■ **Quoted passage**

Millwood Lake is a reservoir in southwestern Arkansas, United States. It is located 9 mi from Ashdown and was formed from the damming of the point where Little River and Saline River meet.

== Overview ==
Millwood Lake is mainly recognized for its fishing and birding access. It is also known for housing the 1,380-pound alligator, which was caught in the lake in 2012. Its 35000 acre of submerged timber provide homes for the many varieties of fish in the lake, including the indigenous Millwood lunker largemouth bass. Other species of fauna around the lake include white-tailed deer, bobwhite quail, squirrels, doves, rabbits, raccoons, armadillos, opossums, foxes, minks, alligators, and beavers. Boating is also popular on Millwood Lake, but only a small part of the whole surface area of the lake can be used for boating due to the submerged timber that takes up 30000 acre of the lake. Millwood Lake also has a diverse flora life, with many plants and trees such as gum, oak, birch, pine, juniper, flowering shrubs, and wildflowers.

== History ==
The Millwood Lake project was authorized by the Flood Control Act of 1946, and modified by the Flood Control Act of 1958. The dam and lake were designed and built by the Tulsa District of the Army Corps of Engineers, which still maintains the lake's Beard's Bluff recreation center. The project's construction work began in 1961 and was finished for flood control operations in 1966 for $44,000,000. The lake and dam were dedicated on December 8, 1966. The lake is the key to the general flood reduction system for the Red River below Lake Texoma.

■ **Information supplied**

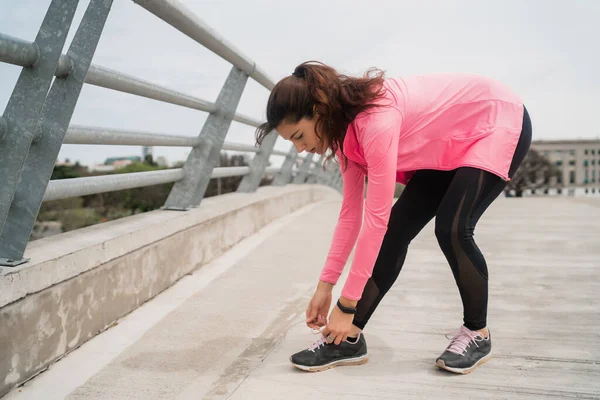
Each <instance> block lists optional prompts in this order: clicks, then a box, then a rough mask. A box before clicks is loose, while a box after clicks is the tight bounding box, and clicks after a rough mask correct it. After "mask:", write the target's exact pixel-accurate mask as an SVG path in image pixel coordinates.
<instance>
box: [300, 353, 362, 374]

■ **Work to complete**
A. Repeat the part of the Millwood Lake passage starting at "Millwood Lake is a" and ending at "Saline River meet.".
B. According to the Millwood Lake passage, on what date were the lake and dam dedicated?
Use only the Millwood Lake passage.

■ **Answers to the tasks**
A.
Millwood Lake is a reservoir in southwestern Arkansas, United States. It is located 9 mi from Ashdown and was formed from the damming of the point where Little River and Saline River meet.

B. December 8, 1966